**Work required**
According to the project introduction below, why is safety treated as the top concern when choosing a London neighborhood? Answer in one to three sentences.

**Capstone Project - The Battle of the Neighborhoods**

**Introduction: Business Problem** 


This project aims to select the safest borough in London based on the total crimes, explore the neighborhoods of that borough to find the 10 most common venues in each neighborhood and finally cluster the neighborhoods using k-mean clustering.

This report will be targeted to people who are looking to relocate to London. Inorder to finalise a neighborhood to hunt for an apartment, safety is considered as a top concern when moving to a new place. If you don’t feel safe in your own home, you’re not going to be able to enjoy living there. The crime statistics will provide an insight into this issue.

We will focus on the safest borough and explore its neighborhoods and the 10 most common venues in each neighborhood so that the best neighborhood suited to an individual's needs can be selected.

**Data** 

**Based on definition of our problem, factors that will influence our decision are**:

The total number of crimes commited in each of the borough during the last year.
The most common venues in each of the neighborhood in the safest borough selected.

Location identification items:
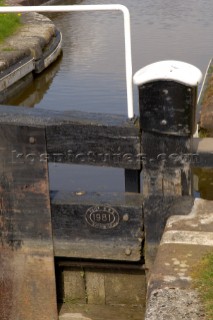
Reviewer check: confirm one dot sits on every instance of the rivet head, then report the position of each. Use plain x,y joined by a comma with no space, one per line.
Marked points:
125,217
80,193
32,140
163,122
128,252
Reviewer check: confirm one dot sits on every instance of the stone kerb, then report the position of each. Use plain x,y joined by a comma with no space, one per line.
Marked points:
32,49
170,294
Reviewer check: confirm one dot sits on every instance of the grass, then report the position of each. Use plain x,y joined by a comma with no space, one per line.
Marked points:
203,281
9,23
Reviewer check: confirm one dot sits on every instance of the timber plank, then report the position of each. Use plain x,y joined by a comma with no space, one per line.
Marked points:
27,281
83,138
97,226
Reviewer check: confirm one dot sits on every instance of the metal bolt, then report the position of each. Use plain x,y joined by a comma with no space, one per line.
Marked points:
125,217
128,251
80,193
164,122
32,140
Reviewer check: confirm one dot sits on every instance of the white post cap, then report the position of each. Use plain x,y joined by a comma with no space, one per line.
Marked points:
169,70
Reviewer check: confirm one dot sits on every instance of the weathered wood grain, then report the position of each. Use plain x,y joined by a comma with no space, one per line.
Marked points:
97,226
27,280
83,138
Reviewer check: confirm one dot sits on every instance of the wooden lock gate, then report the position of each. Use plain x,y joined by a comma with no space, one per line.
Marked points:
38,225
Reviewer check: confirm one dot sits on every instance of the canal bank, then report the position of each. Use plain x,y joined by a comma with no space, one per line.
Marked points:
35,46
154,293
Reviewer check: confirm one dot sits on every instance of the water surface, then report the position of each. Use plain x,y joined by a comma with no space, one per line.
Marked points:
91,75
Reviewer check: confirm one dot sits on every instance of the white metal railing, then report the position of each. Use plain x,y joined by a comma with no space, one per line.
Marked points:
107,7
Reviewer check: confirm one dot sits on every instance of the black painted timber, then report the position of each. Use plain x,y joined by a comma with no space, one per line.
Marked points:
27,281
82,138
97,226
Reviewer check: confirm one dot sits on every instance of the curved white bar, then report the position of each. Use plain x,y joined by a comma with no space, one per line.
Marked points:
107,7
169,70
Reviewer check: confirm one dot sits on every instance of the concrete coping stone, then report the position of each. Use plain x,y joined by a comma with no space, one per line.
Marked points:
36,39
186,239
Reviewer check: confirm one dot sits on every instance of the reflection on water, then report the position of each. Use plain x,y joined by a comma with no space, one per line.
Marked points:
91,75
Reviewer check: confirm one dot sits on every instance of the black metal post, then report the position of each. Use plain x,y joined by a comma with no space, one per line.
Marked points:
167,102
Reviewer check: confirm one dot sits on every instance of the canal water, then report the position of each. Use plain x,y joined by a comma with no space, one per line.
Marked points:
90,76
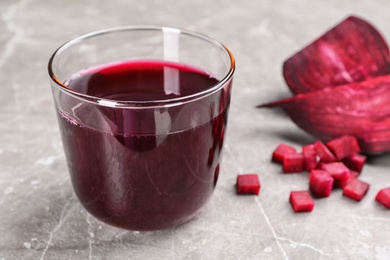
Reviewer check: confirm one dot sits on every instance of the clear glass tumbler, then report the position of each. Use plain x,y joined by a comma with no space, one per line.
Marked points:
142,113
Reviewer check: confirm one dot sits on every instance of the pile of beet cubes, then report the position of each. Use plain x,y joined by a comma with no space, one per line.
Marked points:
336,164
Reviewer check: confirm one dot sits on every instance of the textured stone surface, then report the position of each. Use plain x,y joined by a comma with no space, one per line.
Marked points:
40,217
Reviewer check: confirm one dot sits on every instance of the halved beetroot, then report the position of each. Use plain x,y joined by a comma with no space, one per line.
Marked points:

**Reply**
Safety is treated as the top concern because someone who doesn't feel safe in their own home won't be able to enjoy living there. For that reason, the report uses crime statistics to give insight into this issue.